__Directive__
Write out the entries below word for word, beginning at the line that contains "For quality assurance, please confirm whether any green grass" and stopping after the line that contains "103, 45, 1210, 258".

──────── Task input ────────

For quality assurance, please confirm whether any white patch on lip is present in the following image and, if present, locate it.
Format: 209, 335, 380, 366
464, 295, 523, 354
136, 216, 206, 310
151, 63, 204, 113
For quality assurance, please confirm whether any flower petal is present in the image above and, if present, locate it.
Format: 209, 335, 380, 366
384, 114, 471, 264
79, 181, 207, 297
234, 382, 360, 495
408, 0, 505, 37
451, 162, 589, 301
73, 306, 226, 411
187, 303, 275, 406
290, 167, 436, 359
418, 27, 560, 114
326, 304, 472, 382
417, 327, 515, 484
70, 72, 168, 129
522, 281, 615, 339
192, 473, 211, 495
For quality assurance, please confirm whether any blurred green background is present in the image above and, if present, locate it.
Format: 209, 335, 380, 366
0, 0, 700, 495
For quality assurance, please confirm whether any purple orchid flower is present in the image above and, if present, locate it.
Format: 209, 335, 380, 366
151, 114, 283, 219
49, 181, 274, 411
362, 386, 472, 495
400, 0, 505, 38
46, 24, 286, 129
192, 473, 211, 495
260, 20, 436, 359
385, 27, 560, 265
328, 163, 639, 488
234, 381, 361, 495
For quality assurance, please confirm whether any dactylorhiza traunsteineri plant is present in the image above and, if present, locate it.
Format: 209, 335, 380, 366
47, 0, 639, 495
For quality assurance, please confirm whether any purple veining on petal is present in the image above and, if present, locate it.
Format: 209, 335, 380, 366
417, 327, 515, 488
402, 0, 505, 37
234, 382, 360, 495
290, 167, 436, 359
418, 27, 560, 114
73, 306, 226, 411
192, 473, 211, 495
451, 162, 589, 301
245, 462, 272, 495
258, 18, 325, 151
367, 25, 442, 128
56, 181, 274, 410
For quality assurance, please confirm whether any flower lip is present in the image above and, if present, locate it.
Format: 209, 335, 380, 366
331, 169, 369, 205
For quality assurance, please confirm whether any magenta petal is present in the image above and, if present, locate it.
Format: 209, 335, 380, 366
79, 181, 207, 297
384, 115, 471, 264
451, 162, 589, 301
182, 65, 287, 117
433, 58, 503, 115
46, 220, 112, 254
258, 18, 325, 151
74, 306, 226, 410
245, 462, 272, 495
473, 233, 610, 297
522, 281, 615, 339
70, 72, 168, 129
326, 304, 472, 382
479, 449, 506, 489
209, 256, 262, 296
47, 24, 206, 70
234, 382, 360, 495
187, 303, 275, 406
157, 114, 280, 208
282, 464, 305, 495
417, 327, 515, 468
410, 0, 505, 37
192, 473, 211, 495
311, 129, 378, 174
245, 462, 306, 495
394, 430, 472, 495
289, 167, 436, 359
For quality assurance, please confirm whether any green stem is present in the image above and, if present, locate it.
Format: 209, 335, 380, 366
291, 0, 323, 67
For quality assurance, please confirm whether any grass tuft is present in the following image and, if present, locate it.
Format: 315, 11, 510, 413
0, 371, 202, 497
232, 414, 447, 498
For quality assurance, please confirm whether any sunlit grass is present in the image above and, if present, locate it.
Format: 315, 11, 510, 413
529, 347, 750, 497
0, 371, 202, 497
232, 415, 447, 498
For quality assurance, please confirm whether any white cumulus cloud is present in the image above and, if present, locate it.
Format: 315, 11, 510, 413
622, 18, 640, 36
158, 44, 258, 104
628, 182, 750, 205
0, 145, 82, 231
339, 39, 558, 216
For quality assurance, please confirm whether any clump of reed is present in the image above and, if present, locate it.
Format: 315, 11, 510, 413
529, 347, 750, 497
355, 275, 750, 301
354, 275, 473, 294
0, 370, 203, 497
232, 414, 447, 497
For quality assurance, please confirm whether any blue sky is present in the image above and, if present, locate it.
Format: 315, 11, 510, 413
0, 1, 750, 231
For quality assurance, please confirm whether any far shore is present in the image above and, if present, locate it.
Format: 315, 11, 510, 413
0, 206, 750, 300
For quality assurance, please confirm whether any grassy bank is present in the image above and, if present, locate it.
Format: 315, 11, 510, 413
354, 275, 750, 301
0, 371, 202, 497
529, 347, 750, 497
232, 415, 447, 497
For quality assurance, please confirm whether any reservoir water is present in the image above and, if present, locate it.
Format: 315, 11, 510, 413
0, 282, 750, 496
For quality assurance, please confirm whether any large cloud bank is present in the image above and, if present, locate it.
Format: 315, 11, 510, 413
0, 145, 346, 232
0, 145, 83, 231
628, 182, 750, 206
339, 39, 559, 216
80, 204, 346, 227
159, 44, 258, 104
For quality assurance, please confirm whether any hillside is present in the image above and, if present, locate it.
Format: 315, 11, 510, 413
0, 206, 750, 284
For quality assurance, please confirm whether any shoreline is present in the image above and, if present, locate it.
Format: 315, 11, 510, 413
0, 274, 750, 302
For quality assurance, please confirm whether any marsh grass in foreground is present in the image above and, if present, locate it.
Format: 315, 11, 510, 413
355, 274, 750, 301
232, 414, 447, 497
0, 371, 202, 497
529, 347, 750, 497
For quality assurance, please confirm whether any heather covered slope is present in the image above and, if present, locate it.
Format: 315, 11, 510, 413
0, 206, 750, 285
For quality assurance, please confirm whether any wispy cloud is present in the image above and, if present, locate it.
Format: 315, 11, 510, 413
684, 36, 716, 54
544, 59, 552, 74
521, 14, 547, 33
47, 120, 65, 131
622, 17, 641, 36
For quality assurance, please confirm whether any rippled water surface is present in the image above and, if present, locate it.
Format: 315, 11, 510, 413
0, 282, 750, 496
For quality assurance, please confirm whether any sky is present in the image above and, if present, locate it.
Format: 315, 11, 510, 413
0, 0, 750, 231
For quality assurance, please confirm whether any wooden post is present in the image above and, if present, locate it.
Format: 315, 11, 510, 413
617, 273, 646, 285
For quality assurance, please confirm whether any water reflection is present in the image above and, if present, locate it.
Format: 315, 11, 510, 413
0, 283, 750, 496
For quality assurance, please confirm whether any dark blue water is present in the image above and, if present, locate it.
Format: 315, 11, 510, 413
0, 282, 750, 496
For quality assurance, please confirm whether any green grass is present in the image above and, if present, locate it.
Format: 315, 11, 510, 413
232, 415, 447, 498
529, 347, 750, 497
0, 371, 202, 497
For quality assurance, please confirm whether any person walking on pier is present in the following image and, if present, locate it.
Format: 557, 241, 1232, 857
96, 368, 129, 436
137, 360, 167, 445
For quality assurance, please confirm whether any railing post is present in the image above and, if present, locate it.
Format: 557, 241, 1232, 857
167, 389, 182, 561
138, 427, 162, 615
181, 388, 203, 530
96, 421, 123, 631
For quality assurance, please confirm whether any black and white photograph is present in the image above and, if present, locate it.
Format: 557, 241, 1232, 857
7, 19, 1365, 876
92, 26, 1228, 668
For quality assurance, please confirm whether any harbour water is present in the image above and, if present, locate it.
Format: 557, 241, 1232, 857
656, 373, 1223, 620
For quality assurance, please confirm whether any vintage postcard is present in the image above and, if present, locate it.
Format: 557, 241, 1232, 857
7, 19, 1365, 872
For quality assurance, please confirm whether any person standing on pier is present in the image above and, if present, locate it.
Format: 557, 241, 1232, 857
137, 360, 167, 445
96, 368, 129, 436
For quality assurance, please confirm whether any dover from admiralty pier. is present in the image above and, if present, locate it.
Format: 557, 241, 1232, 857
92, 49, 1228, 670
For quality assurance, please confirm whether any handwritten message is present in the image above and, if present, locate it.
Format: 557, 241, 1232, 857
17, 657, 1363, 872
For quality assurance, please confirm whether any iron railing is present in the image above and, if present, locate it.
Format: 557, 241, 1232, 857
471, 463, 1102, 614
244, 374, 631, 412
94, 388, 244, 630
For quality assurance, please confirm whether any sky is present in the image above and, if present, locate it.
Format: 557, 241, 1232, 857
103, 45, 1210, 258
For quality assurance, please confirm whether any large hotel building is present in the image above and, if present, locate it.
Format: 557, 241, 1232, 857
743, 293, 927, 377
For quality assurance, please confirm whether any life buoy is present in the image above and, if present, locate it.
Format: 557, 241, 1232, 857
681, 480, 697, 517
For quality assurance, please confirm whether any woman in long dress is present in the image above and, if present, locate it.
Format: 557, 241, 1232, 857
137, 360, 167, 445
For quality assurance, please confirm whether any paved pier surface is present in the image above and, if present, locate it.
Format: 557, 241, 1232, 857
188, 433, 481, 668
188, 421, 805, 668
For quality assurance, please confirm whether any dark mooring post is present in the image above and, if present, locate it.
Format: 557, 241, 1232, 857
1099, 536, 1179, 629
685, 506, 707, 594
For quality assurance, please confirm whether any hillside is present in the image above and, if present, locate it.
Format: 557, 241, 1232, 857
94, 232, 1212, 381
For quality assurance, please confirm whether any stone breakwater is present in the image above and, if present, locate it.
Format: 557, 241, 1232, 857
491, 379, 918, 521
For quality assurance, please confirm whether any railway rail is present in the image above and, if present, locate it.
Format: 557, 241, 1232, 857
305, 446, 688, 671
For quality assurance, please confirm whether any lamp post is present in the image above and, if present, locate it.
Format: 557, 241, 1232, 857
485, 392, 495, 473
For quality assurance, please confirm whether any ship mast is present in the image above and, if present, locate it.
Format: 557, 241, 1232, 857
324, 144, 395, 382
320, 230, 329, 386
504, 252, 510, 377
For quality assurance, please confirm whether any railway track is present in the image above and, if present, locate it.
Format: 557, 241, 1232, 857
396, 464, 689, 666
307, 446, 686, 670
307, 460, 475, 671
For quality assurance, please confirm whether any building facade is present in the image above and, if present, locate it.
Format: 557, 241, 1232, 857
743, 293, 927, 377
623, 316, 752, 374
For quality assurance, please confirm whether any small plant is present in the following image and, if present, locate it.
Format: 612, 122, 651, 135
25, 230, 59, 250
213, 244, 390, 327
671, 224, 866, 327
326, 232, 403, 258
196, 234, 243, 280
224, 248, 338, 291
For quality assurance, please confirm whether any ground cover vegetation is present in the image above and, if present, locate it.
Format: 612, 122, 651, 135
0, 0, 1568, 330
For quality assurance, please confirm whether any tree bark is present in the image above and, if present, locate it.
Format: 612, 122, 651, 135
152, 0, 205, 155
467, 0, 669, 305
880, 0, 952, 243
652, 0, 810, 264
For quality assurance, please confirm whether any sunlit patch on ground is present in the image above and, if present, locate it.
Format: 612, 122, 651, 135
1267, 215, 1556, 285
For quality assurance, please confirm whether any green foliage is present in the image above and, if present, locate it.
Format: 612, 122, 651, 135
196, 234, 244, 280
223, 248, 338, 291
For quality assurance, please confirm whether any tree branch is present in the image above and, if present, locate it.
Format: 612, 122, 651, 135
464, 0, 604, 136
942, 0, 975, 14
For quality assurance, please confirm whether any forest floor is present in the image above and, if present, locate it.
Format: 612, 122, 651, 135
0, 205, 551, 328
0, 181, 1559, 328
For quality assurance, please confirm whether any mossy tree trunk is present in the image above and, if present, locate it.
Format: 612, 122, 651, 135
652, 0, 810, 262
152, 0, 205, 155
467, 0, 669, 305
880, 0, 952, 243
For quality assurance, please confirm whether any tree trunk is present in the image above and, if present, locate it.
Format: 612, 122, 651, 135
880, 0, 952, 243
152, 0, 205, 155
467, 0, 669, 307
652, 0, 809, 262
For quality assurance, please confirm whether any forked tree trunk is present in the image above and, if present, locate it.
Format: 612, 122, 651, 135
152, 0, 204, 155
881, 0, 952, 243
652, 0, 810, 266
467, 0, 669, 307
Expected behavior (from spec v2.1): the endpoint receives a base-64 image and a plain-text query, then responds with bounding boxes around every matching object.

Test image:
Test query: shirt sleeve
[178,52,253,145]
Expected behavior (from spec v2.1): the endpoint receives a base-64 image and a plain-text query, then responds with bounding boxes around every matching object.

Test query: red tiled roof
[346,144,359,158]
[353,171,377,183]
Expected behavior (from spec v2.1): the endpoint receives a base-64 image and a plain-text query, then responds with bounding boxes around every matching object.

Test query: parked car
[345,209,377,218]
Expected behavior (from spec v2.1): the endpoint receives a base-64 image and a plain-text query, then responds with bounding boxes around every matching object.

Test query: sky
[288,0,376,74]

────────

__Reply to the task__
For quality assurance, please confirm whether any green grass is present in the image above and, if present, locate it.
Format: 315, 11, 510, 413
232, 415, 447, 498
529, 347, 750, 497
0, 371, 202, 497
For quality assurance, please confirm whether any person walking on pier is present in the following image and, if present, locate it.
Format: 557, 241, 1232, 857
96, 368, 129, 436
137, 360, 167, 445
For quality assurance, please confirm whether any railing post is present in the image above and, if present, locate it.
Format: 557, 241, 1232, 857
167, 389, 182, 561
138, 427, 162, 615
181, 388, 203, 530
96, 421, 123, 631
For quality assurance, please confirm whether any black and white photograph is present in the image above and, if present, locate it.
Format: 557, 241, 1232, 857
7, 19, 1365, 876
92, 26, 1228, 668
For quality assurance, please confirm whether any harbour water is present in the image above and, if present, locate it.
Format: 557, 241, 1232, 857
656, 373, 1223, 620
For quality assurance, please confirm whether any vintage postcard is present in the image above and, if present, locate it.
Format: 557, 241, 1232, 857
7, 19, 1365, 872
For quality assurance, please confirm whether any person standing on pier is present in the image above and, if present, locate it.
Format: 557, 241, 1232, 857
137, 360, 167, 445
96, 368, 129, 436
For quality assurance, please confirm whether any dover from admiralty pier. is present in the image above and, if present, locate it.
Format: 557, 241, 1232, 857
92, 49, 1228, 670
For quality assurance, please confirm whether any handwritten message is present in the image above and, if present, locate it.
Format: 557, 241, 1232, 857
17, 657, 1363, 872
For quality assurance, please confirm whether any iron railing is present in the image above and, if present, locate it.
Format: 557, 241, 1232, 857
471, 463, 1102, 614
244, 374, 631, 412
94, 388, 244, 630
For quality assurance, please confirm whether any sky is present in the image above and, if present, locate it.
Format: 557, 241, 1232, 857
103, 45, 1210, 258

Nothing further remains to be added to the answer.